Tributes as ex-Tameside Council leader Roy Oldham dies

Roy Oldham
Image caption Roy Oldham led Tameside Council for 30 years

Tributes have been paid to the former leader of Tameside Council, Roy Oldham, who has died at the age of 76.

Mr Oldham, who had cancer, passed away in hospital on Wednesday morning.

The Labour veteran was the longest serving council leader in England, having led the Greater Manchester authority for 30 years.

But in May, the party voted to replace Mr Oldham - who was first elected in May 1980 - with Droylsden East councillor Kieran Quinn.

Lord Peter Smith, chairman of the Association of Greater Manchester Authorities (Agma), was among the first to pay tribute to Mr Oldham.

"Roy was a fantastic leader for Tameside, a long-serving leader, really Tameside was right through his heart," he told the BBC.

"He co-operated well with Agma and certainly his dry humour and his sense of fun I think will be missed."

▸ **Instructions for the task**: Reproduce the stretch from "Lord Peter Smith, chairman" through "told the BBC." in the article about Roy Oldham's death, word for word. The items that come next have nothing to do with the article above.

▸ **Extracted records**:

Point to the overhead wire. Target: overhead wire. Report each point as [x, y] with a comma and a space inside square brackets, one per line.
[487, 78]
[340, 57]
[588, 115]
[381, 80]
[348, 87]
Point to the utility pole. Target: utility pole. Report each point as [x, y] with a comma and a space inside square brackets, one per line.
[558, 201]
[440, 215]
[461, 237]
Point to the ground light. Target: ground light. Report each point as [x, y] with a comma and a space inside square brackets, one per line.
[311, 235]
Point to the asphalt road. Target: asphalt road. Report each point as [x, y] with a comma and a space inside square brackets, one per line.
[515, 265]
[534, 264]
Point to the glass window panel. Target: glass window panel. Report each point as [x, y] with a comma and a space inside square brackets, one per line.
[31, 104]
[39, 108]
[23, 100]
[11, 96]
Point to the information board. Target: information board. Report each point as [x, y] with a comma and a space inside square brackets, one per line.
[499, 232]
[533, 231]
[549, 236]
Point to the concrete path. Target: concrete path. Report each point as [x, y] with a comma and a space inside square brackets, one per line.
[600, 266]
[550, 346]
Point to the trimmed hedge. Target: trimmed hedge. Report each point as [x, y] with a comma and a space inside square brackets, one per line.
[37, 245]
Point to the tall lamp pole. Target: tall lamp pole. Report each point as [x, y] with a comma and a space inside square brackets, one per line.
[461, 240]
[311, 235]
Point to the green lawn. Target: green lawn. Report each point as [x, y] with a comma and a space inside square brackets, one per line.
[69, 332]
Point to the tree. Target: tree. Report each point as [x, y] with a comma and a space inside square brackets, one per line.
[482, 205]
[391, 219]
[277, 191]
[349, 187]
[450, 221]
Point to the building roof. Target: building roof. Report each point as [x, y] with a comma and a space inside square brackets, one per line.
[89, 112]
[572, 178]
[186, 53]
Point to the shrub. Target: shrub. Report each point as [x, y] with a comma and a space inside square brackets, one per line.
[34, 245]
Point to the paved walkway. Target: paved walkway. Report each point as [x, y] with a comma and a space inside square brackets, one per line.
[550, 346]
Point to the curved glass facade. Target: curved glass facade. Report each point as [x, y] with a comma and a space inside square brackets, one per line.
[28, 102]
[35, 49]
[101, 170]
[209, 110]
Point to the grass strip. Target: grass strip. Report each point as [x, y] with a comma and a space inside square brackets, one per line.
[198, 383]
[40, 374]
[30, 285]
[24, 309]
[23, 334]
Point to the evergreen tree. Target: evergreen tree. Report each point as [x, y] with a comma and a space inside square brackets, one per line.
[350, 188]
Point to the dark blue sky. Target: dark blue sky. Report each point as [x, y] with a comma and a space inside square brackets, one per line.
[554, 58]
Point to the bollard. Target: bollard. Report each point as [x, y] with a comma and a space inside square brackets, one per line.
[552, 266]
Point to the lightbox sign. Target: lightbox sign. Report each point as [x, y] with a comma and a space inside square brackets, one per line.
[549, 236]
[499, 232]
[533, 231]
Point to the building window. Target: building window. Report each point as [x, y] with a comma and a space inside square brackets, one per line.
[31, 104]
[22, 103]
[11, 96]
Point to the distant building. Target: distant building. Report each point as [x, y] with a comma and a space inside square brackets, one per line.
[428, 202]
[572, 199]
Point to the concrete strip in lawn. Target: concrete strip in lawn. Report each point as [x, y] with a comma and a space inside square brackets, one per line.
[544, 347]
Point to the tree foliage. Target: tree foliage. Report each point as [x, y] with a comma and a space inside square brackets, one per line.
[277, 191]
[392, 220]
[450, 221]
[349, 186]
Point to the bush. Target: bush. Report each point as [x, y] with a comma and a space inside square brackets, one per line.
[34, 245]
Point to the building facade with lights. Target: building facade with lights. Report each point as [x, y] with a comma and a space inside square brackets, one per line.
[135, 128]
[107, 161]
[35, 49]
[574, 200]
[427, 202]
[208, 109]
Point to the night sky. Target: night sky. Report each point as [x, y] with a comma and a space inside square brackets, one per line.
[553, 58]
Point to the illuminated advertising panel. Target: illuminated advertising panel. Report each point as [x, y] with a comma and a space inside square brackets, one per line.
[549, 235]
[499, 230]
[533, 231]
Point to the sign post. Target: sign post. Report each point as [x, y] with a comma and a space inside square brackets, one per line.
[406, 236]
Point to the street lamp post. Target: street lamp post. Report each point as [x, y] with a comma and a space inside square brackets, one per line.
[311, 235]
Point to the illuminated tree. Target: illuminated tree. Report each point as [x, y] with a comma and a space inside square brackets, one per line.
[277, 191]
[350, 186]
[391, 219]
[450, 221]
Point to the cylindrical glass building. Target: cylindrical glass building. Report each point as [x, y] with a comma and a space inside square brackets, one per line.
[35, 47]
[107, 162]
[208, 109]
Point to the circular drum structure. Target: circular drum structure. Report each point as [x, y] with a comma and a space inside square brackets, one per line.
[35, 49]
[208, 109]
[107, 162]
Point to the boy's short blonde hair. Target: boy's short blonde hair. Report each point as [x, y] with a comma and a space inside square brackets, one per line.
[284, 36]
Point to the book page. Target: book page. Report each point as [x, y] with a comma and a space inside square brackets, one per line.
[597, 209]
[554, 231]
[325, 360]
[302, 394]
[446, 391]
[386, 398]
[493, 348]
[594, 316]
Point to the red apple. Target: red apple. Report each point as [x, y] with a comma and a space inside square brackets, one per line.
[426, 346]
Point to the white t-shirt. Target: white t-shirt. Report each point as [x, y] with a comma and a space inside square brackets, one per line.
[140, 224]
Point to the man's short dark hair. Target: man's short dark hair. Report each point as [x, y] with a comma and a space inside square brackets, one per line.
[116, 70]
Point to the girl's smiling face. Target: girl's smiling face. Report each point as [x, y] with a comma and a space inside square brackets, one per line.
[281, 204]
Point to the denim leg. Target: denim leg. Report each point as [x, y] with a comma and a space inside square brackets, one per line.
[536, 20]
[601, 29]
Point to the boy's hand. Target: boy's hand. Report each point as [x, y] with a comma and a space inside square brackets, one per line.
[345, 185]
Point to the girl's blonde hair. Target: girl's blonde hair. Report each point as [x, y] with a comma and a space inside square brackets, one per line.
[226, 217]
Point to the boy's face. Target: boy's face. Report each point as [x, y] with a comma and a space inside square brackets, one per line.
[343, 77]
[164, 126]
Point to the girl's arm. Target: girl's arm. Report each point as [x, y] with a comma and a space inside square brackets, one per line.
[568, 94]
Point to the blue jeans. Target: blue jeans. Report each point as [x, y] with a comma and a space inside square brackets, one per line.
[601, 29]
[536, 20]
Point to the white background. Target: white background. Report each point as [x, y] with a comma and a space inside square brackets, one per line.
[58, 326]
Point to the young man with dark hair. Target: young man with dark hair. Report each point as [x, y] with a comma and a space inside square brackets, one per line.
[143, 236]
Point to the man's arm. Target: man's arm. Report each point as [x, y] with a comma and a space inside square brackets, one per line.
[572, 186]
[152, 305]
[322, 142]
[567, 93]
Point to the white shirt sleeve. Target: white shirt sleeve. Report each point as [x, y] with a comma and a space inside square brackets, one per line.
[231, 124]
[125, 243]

▸ **Exercise output**:
Lord Peter Smith, chairman of the Association of Greater Manchester Authorities (Agma), was among the first to pay tribute to Mr Oldham.

"Roy was a fantastic leader for Tameside, a long-serving leader, really Tameside was right through his heart," he told the BBC.